**TEKST DO PRZECZYTANIA:**
==================================================

Ile mam czasu na zgłoszenie szkody ubezpieczycielowi?
Ze zgłoszeniem szkody, którą chcemy rozliczyć z OC sprawcy, nie trzeba się przesadnie spieszyć, gdyż zgodnie z przepisami kodeksu cywilnego w standardowych przypadkach są na to 3 lata. Czasem jednak warto to zrobić jeszcze z miejsca zdarzenia – niektórzy ubezpieczyciele zapewniają np. holowanie uszkodzonego pojazdu lub oferują pomoc w załatwieniu formalności i auta zastępczego. Z reguły na polisie można znaleźć całodobowy numer centrum ubezpieczyciela.
Do kogo się zgłosić – do ubezpieczyciela sprawcy czy do firmy, w której jesteśmy ubezpieczeni?
Od niedawna na polskim rynku funkcjonuje tzw. bezpośrednia likwidacja szkód (BLS). Polega ona na tym, że poszkodowana osoba nie musi zgłaszać się do ubezpieczyciela sprawcy po odszkodowanie z OC, ale może to załatwić za pośrednictwem zakładu, w którym sama ma ubezpieczenie, a firmy rozliczą się między sobą. To wygodne rozwiązanie w sytuacji, kiedy np. mamy ubezpieczenie u dobrego ubezpieczyciela, a druga strona wykupiła polisę w „firmie krzak”, która np. ma skromną sieć placówek albo słynie z zaniżania odszkodowań.
Jeśli skorzystacie z BLS-u, to wasz ubezpieczyciel wyceni szkodę i zorganizuje wypłatę odszkodowania. Uwaga! Z tej opcji można skorzystać tylko w przypadku szkód do wysokości 30 tys. zł, w których nie ucierpieli ludzie, a większość ubezpieczycieli odmawia rozliczania tak szkód, do których doszło podczas kolizji z udziałem więcej niż 2 aut.
Jak zgłosić szkodę ubezpieczycielowi?
Procedury składania wniosków o odszkodowanie są różne w zależności od firmy ubezpieczeniowej – z reguły szkody można zgłaszać nie tylko osobiście, lecz także przez internet lub telefonicznie.
Jak rozliczyć koszt holowania i wynajmu auta zastępczego?

==================================================

**DANE ŹRÓDŁOWE:**
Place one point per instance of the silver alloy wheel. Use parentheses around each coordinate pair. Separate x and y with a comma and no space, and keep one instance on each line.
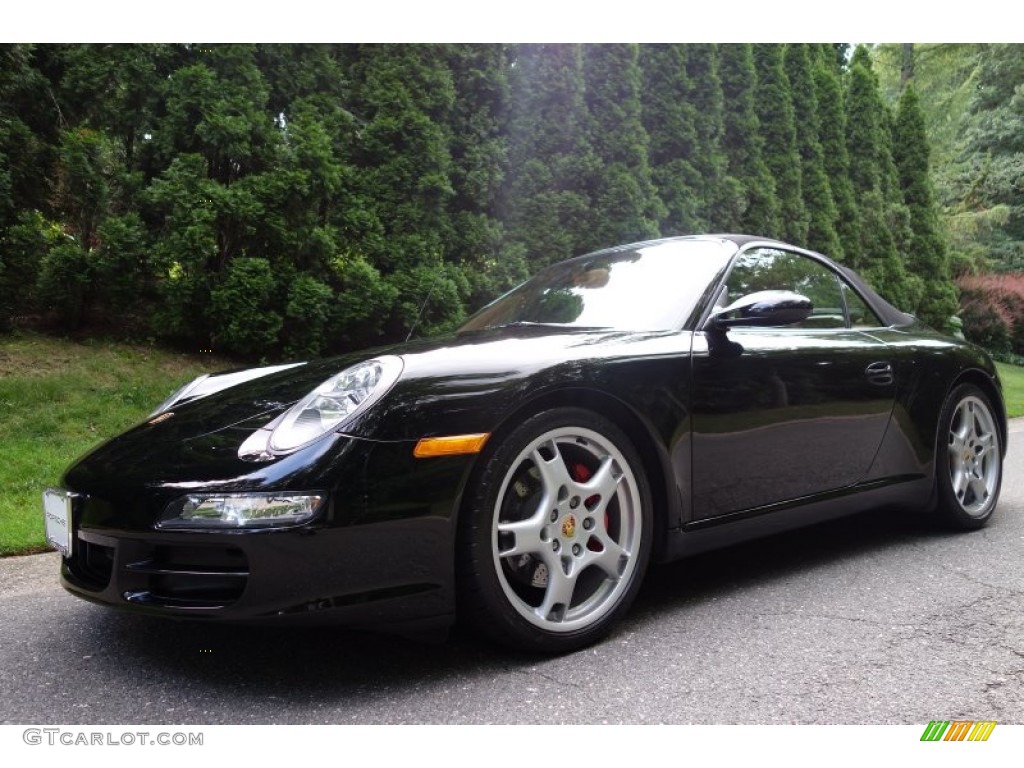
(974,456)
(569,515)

==================================================

**ZADANIA DO WYKONANIA:**
1. Odpowiedz na pytania do tekstu o zgłaszaniu szkody ubezpieczycielowi:
(a) Ile czasu, zgodnie z przepisami kodeksu cywilnego, jest w standardowych przypadkach na zgłoszenie szkody rozliczanej z OC sprawcy?
(b) Do jakiej wysokości szkód można skorzystać z bezpośredniej likwidacji szkód?
(c) Jakimi sposobami, poza zgłoszeniem osobistym, z reguły można zgłaszać szkody?
2. Dalej pisz tekst o zgłaszaniu szkody ubezpieczycielowi, zaczynając od miejsca, w którym się kończy.

**ODPOWIEDZI:**
1.
(a) 3 lata.
(b) Do 30 tys. zł.
(c) Przez internet lub telefonicznie.

2.
Ubezpieczenie OC sprawcy pokrywa nie tylko koszty naprawy, lecz także holowania, przeglądu powypadkowego oraz koszt wynajmu samochodu zastępczego. Uwaga! Należy nieufnie podchodzić do ofert kierowców lawet, którzy sami, bez wzywania, pojawiają się na miejscu stłuczki – często wyceniają oni swoje usługi drożej, niż są za to gotowi zapłacić ubezpieczyciele.
Z kolei pojazd zastępczy nie może być autem wyższej klasy niż samochód, który został rozbity, ponadto czas korzystania z niego nie może być dłuższy, niż trwałaby naprawa, a wynajmujący nie powinien mieć do dyspozycji innego auta. Nie można domagać się pieniędzy na samochód zastępczy, jeśli nie zamierzamy z niego w ogóle skorzystać.
Naprawa bezgotówkowa czy wypłata?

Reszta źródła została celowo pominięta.